Each record is to be transcribed exactly.
Information supplied Block Start
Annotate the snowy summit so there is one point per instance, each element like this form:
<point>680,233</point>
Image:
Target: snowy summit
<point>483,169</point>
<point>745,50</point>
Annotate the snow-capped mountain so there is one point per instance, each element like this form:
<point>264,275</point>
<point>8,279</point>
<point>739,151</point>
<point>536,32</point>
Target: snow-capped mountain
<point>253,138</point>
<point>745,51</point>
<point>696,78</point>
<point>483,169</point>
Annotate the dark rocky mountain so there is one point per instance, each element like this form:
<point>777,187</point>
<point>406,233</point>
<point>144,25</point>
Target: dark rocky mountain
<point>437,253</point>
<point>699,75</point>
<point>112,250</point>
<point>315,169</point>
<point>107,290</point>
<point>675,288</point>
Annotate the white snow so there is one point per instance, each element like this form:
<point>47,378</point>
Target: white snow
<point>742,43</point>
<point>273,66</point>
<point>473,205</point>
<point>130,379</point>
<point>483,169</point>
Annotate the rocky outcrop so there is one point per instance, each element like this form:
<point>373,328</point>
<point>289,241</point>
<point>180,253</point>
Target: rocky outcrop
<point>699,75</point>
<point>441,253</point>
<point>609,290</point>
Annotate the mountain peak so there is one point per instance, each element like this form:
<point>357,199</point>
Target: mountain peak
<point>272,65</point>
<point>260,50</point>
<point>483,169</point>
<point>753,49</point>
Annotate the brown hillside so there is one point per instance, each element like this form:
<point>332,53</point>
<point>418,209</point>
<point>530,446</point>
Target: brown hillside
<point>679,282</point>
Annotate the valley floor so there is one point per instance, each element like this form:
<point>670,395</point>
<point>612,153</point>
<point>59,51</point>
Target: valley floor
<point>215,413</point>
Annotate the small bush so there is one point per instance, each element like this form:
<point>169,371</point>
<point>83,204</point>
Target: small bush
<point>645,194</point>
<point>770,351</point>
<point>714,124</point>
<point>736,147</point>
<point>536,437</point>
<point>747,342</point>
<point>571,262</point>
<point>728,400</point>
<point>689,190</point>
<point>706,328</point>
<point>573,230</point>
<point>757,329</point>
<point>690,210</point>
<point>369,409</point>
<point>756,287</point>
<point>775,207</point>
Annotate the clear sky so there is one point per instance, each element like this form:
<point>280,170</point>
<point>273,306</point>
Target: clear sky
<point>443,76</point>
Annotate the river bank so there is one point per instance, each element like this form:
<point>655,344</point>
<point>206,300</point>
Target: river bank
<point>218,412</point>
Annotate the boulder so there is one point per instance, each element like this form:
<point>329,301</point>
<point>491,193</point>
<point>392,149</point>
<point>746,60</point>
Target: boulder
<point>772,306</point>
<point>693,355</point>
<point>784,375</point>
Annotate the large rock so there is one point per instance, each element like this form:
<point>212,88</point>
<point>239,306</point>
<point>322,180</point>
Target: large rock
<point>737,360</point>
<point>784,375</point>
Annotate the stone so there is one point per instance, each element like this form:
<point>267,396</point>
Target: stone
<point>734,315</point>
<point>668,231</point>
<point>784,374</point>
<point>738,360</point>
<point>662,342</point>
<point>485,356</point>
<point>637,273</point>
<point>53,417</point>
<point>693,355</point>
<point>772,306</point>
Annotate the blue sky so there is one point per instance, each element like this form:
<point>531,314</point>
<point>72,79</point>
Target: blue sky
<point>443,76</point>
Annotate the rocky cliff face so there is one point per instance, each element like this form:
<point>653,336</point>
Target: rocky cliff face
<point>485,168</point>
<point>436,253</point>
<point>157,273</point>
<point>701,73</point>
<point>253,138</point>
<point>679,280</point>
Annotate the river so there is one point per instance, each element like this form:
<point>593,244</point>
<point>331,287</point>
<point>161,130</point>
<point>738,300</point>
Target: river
Information supplied Block End
◆ Result ◆
Annotate the snowy summit so there is one point per instance, each element like this form:
<point>680,233</point>
Image:
Target: snowy summit
<point>483,169</point>
<point>745,50</point>
Annotate the snow-capped mountain so there is one point per instance, each element like this form:
<point>264,275</point>
<point>8,279</point>
<point>739,151</point>
<point>536,32</point>
Target: snow-capped mountain
<point>253,138</point>
<point>745,51</point>
<point>696,78</point>
<point>483,169</point>
Annotate the dark rocky mountain so there is one point per instance, each element like this form:
<point>777,187</point>
<point>406,233</point>
<point>144,25</point>
Target: dark rocky mountain
<point>437,253</point>
<point>699,75</point>
<point>112,250</point>
<point>315,169</point>
<point>107,290</point>
<point>675,288</point>
Annotate the white snow so there is one point per instance, each element like this form:
<point>47,378</point>
Target: white snow
<point>742,43</point>
<point>273,66</point>
<point>473,205</point>
<point>130,379</point>
<point>483,169</point>
Annotate the rocky outcrop so there is one point per instance, each element like this form:
<point>373,328</point>
<point>289,241</point>
<point>180,253</point>
Target: rocky outcrop
<point>699,75</point>
<point>441,253</point>
<point>609,290</point>
Annotate the mountain peak so there is one point per instance, each element like this form:
<point>357,199</point>
Target: mountain peak
<point>272,65</point>
<point>260,50</point>
<point>483,169</point>
<point>753,49</point>
Annotate the brown hillside so there is one point per instance, each element like this form:
<point>332,53</point>
<point>418,209</point>
<point>530,446</point>
Target: brown hillside
<point>679,282</point>
Annotate the valley floor so there is one point per instance, each element like this form:
<point>670,395</point>
<point>612,153</point>
<point>59,51</point>
Target: valley floor
<point>215,413</point>
Annotate the small bush so there is one point per instance, each element like this form:
<point>169,371</point>
<point>83,204</point>
Target: small bush
<point>645,194</point>
<point>770,351</point>
<point>714,124</point>
<point>736,147</point>
<point>536,437</point>
<point>747,342</point>
<point>571,262</point>
<point>728,400</point>
<point>689,190</point>
<point>706,328</point>
<point>573,230</point>
<point>757,329</point>
<point>690,210</point>
<point>369,409</point>
<point>756,287</point>
<point>775,207</point>
Annotate the clear sky so there is one point per instance, each element like this form:
<point>280,170</point>
<point>273,306</point>
Target: clear sky
<point>443,76</point>
Annotate the river bank so there is one point per instance, each element like this form:
<point>655,344</point>
<point>206,300</point>
Target: river bank
<point>218,412</point>
Annotate the boulder so there is one point per instance, each element like this form:
<point>329,301</point>
<point>491,193</point>
<point>392,149</point>
<point>746,60</point>
Target: boulder
<point>772,306</point>
<point>693,355</point>
<point>784,375</point>
Annotate the large rock so there is one point per instance, each element like this form:
<point>212,88</point>
<point>239,306</point>
<point>322,180</point>
Target: large rock
<point>737,360</point>
<point>784,375</point>
Annotate the stone so there is one point per instance, each element like this form:
<point>267,396</point>
Target: stone
<point>734,315</point>
<point>668,231</point>
<point>784,374</point>
<point>738,360</point>
<point>662,342</point>
<point>485,356</point>
<point>637,273</point>
<point>53,417</point>
<point>693,355</point>
<point>772,306</point>
Annotate the blue sky so there is one point per instance, each element like this form:
<point>531,314</point>
<point>72,79</point>
Target: blue sky
<point>443,76</point>
Annotate the rocky cliff face so there is one point per instance, each element like this form:
<point>653,336</point>
Target: rocky cliff face
<point>485,168</point>
<point>436,253</point>
<point>157,273</point>
<point>701,73</point>
<point>253,138</point>
<point>679,280</point>
Annotate the river so there is one point per instance, each element like this form:
<point>593,244</point>
<point>331,287</point>
<point>161,130</point>
<point>738,300</point>
Target: river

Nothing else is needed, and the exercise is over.